• **Supplied data**
:::::

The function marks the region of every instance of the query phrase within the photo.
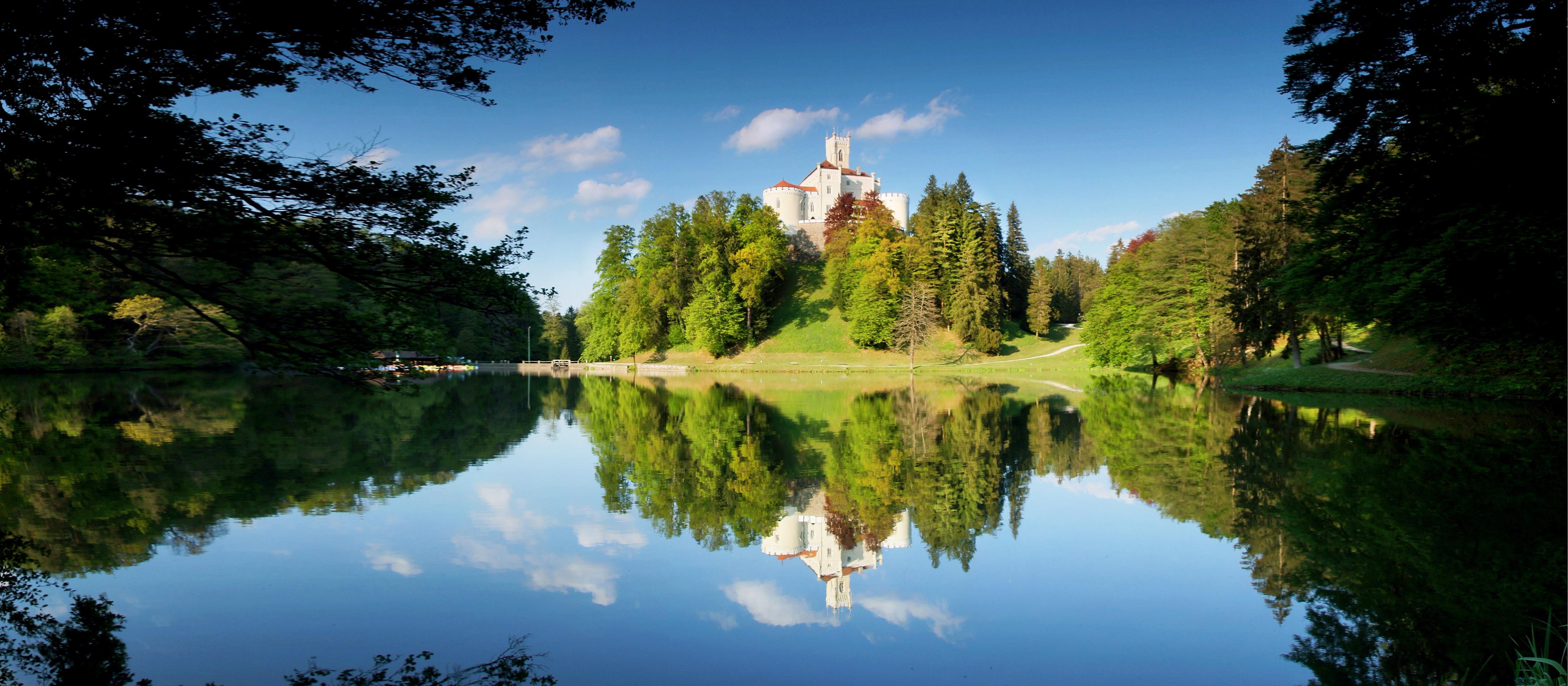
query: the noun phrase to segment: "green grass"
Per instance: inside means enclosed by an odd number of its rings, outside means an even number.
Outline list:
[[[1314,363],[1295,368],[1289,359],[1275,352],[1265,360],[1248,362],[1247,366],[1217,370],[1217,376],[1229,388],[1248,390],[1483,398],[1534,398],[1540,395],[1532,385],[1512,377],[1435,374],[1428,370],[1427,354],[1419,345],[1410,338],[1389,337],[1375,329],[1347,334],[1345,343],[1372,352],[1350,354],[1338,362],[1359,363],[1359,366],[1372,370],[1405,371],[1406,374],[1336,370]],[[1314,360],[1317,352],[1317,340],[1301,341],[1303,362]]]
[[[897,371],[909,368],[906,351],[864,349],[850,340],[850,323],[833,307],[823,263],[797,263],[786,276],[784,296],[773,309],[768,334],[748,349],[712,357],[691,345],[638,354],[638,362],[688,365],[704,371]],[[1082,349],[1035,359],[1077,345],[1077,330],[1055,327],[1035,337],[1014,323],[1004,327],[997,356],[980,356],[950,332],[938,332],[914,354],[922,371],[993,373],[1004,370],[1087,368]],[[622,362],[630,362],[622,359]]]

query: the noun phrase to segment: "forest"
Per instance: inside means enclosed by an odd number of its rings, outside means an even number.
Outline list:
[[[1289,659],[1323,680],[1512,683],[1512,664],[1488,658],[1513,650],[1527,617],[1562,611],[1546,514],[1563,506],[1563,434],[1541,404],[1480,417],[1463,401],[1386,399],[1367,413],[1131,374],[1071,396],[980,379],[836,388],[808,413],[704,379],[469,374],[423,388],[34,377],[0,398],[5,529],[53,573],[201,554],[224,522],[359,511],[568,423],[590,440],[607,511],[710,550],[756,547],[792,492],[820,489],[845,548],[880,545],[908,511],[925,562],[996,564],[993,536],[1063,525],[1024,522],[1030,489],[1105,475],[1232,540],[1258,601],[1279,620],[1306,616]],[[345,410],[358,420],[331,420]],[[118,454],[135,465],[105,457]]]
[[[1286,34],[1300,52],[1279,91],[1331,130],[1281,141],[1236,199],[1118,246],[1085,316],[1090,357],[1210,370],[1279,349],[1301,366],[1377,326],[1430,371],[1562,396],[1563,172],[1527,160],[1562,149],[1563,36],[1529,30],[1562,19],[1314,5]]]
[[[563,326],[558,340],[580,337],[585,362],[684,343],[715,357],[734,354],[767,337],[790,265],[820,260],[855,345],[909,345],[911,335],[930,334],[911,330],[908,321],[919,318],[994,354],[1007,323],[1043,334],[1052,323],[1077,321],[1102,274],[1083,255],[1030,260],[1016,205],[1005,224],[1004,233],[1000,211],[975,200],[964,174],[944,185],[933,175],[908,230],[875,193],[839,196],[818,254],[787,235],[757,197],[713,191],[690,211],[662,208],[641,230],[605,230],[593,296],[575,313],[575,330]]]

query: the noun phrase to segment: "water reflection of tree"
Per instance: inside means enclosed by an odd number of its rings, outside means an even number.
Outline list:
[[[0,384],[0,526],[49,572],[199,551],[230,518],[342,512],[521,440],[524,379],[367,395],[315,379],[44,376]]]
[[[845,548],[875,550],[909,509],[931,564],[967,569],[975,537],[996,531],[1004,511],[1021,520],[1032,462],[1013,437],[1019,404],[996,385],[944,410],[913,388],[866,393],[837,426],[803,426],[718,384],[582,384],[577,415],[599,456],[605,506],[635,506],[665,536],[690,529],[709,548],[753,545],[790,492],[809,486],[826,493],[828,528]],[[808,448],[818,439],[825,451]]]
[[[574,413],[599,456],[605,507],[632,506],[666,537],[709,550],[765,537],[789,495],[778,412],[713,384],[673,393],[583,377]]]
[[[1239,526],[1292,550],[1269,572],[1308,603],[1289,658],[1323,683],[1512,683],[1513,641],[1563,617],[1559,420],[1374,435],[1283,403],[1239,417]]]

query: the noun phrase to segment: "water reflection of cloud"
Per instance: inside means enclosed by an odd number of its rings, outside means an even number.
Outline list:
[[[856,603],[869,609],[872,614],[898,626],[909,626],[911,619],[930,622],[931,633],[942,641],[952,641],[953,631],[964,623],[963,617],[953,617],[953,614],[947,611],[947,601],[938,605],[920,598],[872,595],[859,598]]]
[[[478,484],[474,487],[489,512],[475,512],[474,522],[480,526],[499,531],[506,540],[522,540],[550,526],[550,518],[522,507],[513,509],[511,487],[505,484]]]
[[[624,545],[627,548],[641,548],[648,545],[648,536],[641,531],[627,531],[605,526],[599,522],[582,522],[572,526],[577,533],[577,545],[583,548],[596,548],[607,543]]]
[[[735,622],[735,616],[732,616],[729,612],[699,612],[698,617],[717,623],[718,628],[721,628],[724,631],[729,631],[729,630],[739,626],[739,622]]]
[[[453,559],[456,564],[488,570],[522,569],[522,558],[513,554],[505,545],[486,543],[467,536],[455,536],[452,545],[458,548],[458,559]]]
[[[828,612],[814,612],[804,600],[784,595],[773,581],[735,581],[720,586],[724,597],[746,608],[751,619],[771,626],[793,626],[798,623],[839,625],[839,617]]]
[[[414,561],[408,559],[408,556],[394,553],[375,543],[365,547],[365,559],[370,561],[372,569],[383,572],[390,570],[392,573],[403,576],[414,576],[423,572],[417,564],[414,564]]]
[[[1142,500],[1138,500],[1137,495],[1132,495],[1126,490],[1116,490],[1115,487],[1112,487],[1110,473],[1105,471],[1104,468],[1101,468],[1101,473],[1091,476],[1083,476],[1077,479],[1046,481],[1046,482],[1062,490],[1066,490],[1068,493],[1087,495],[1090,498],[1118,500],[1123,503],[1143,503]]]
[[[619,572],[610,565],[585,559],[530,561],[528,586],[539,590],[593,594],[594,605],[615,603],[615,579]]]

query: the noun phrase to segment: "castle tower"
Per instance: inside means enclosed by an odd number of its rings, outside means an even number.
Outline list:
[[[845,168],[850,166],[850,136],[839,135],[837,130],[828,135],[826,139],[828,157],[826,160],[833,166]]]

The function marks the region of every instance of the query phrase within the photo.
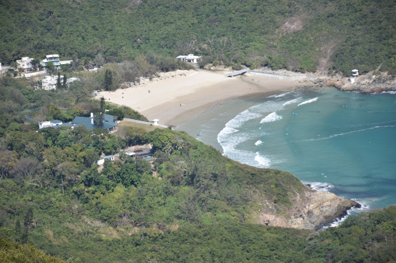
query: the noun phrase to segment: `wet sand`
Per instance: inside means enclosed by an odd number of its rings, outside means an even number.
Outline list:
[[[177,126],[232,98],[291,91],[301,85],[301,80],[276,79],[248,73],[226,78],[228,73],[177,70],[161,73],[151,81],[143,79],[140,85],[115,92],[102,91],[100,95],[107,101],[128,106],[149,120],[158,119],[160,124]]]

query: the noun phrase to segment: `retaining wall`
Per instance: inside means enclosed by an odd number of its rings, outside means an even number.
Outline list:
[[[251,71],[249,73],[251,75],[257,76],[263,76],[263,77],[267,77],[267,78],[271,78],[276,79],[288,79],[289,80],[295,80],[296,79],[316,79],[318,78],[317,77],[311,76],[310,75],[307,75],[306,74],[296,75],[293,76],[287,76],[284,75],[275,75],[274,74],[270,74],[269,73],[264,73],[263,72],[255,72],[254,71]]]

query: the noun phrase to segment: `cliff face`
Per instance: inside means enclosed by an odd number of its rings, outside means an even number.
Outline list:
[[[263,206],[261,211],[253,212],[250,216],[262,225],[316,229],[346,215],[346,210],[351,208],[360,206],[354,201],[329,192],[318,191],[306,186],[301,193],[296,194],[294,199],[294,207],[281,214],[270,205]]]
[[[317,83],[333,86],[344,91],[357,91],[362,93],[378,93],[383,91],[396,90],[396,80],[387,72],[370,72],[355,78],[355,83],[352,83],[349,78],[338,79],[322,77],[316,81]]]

:::::

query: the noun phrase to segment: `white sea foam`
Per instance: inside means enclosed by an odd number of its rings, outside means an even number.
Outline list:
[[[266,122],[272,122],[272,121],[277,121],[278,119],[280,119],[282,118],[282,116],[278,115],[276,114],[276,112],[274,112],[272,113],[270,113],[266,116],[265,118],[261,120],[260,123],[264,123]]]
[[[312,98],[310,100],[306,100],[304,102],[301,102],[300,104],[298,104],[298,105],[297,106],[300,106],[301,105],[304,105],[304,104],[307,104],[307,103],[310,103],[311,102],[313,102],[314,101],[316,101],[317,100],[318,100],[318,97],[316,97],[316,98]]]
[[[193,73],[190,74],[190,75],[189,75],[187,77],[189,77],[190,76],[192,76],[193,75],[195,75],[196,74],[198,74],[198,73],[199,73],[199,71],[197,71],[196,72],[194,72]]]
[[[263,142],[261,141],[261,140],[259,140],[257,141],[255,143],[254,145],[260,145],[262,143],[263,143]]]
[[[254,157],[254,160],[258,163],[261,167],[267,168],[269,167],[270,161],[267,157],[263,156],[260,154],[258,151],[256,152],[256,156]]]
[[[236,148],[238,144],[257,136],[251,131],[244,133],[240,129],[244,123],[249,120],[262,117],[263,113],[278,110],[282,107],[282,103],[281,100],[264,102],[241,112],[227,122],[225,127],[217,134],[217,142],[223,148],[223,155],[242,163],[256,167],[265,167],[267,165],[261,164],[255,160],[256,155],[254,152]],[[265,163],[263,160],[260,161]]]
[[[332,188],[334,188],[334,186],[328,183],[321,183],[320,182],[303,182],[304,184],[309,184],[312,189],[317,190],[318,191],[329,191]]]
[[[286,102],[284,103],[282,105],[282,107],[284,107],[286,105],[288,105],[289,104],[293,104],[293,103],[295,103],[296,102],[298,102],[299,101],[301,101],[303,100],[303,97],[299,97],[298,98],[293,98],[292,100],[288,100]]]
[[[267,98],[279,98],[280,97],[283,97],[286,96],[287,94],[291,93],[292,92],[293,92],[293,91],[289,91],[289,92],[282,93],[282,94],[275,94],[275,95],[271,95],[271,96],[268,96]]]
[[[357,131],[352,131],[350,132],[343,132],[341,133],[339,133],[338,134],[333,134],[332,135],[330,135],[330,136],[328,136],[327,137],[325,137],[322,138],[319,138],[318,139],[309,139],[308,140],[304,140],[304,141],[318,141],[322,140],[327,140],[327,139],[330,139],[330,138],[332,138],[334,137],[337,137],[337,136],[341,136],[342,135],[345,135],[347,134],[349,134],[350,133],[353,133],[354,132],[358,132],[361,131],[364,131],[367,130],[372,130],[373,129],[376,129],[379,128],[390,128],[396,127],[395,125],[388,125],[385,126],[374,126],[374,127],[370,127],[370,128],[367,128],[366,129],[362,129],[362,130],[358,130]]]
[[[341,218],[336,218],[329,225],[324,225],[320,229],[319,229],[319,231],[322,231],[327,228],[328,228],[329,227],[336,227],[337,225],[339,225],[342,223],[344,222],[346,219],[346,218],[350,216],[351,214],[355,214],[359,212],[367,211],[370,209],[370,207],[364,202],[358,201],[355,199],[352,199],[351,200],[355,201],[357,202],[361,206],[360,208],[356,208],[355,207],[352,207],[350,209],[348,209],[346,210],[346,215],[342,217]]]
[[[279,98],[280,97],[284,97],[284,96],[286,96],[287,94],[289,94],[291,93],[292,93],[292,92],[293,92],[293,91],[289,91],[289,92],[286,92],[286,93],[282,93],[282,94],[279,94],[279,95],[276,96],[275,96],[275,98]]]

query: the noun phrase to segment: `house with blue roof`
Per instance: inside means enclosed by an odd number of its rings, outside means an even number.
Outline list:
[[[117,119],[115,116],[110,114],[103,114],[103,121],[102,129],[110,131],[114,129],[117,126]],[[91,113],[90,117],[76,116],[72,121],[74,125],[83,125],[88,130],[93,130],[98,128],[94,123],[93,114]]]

:::::

Which lines above contain the word "water"? Copy each one in full.

• **Final result**
query: the noun phrase to segment: "water reflection of tree"
query: the noun phrase to segment: "water reflection of cloud"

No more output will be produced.